* [Goal]
The output should consist solely of the line containing "Target: pickup truck headlight" and the lines that follow it through the end of the data below.

* [Dataset extract]
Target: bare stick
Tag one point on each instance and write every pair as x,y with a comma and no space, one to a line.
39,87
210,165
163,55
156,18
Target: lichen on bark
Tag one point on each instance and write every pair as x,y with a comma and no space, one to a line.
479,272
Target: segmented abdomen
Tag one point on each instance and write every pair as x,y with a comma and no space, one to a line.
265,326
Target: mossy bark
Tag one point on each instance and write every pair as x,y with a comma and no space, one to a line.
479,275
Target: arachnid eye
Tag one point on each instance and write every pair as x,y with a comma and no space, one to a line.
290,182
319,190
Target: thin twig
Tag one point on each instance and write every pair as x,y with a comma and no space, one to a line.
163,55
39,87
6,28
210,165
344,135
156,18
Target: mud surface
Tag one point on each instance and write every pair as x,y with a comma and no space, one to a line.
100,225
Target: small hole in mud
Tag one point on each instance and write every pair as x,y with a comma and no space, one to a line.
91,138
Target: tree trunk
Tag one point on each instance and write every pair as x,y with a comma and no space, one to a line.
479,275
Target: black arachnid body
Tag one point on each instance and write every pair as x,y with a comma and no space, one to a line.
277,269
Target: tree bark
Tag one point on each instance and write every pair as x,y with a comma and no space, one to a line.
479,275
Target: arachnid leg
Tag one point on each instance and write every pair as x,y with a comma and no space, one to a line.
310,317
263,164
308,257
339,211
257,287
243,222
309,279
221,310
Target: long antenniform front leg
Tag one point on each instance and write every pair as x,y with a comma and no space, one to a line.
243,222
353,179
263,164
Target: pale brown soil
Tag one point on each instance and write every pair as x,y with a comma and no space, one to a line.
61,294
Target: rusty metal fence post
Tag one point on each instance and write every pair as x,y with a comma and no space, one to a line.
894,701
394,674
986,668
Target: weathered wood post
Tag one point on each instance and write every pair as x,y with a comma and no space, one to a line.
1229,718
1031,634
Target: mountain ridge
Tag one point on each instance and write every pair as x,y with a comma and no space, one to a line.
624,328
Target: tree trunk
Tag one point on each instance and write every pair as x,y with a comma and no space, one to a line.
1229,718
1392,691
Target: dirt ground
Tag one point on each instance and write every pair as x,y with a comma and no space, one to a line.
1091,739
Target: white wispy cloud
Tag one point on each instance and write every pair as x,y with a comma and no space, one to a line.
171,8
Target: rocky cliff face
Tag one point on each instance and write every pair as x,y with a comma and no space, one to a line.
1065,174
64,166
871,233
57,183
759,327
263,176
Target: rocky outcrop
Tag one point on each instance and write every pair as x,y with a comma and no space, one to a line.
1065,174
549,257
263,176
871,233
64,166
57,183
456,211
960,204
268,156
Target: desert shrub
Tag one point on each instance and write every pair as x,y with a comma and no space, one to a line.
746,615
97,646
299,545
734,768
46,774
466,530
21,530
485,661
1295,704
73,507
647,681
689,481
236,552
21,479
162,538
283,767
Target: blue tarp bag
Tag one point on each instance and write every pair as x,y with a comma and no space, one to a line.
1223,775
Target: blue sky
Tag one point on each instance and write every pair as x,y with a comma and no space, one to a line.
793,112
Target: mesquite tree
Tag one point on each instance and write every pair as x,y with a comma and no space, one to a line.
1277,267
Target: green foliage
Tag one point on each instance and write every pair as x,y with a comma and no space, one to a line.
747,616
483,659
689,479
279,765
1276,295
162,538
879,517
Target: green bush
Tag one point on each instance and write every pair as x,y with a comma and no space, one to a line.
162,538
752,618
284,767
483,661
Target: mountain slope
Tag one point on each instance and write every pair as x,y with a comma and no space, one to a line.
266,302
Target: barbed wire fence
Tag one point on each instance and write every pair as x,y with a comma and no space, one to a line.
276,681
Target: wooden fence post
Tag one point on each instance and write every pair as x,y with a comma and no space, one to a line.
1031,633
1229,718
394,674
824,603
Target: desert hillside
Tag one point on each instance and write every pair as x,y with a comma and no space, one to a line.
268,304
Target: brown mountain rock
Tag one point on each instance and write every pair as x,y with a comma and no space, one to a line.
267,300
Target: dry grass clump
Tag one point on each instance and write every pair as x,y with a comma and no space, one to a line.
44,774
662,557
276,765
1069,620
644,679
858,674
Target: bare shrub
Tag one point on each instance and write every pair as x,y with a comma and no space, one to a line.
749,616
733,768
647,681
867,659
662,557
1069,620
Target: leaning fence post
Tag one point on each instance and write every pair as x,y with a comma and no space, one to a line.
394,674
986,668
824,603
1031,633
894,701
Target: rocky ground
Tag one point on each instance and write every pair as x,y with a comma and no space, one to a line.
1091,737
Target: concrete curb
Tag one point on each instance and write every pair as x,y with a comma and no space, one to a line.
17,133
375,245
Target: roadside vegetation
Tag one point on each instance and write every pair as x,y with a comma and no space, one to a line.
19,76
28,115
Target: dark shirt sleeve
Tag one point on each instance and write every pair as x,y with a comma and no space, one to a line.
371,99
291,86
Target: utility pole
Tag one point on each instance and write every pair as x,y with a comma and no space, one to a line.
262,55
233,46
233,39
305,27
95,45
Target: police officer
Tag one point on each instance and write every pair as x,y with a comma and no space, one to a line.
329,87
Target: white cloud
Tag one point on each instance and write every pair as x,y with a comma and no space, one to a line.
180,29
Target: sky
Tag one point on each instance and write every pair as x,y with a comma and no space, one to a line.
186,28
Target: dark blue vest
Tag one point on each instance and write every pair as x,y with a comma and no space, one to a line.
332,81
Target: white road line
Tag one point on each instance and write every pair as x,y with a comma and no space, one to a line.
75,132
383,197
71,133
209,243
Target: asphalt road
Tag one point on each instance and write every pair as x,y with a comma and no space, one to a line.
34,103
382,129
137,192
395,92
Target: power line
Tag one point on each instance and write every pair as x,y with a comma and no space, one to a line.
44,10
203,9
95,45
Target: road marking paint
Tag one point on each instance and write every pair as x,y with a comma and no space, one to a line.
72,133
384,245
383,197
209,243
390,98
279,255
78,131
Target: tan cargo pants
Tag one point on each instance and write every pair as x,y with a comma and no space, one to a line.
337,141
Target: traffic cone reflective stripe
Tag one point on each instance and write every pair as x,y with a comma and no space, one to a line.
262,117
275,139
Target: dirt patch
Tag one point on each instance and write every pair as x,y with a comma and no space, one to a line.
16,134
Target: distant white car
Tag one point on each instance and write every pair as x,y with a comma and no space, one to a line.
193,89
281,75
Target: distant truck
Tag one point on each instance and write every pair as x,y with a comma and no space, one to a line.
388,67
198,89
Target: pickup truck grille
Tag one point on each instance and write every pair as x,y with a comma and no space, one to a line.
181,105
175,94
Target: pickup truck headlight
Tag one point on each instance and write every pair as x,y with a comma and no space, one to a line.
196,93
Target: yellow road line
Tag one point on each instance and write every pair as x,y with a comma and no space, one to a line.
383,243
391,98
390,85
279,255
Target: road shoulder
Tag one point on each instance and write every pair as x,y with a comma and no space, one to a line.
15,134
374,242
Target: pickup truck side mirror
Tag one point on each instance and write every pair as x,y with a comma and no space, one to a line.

* [Full answer]
Target: pickup truck headlight
Tag one point on each instance and write every pair as x,y with a comma and no space, one to a line.
196,93
Target: yellow road line
Tag one point on each instance and write every pair as x,y with a comma and no space, one to a line.
383,243
391,98
390,85
279,255
Target: road shoulder
Tag one point on each instance and write every pair as x,y with a comma and no space, one to a line.
15,134
374,242
Target: pickup truck side mirror
Tag one point on each instance and write every pair as x,y with a comma and no space, one to a line.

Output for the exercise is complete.